#### Exercise data
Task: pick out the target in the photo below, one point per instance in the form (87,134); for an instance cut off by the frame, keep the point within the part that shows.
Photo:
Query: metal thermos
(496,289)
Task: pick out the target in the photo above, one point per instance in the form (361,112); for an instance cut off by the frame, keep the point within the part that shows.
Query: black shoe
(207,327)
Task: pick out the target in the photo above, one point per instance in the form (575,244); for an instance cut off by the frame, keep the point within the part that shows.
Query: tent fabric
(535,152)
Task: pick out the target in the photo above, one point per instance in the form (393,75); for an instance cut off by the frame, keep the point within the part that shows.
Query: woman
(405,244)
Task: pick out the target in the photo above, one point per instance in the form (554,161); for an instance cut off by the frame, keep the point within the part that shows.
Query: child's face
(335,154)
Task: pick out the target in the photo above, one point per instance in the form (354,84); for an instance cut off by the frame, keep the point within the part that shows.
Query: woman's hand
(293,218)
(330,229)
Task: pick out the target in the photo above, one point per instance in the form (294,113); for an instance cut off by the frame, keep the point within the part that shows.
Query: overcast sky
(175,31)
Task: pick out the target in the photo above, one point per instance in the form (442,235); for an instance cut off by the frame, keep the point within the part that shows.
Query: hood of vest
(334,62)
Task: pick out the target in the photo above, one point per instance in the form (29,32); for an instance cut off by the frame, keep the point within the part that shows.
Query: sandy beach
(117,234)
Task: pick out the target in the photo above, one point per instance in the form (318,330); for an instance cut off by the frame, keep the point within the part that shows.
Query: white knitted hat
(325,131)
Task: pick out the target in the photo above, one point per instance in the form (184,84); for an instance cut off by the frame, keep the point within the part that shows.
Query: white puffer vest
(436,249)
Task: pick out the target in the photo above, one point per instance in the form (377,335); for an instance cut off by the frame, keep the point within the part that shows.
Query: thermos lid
########
- **Directions**:
Number of lines above containing "frame": state it and nothing else.

- **Answer box**:
12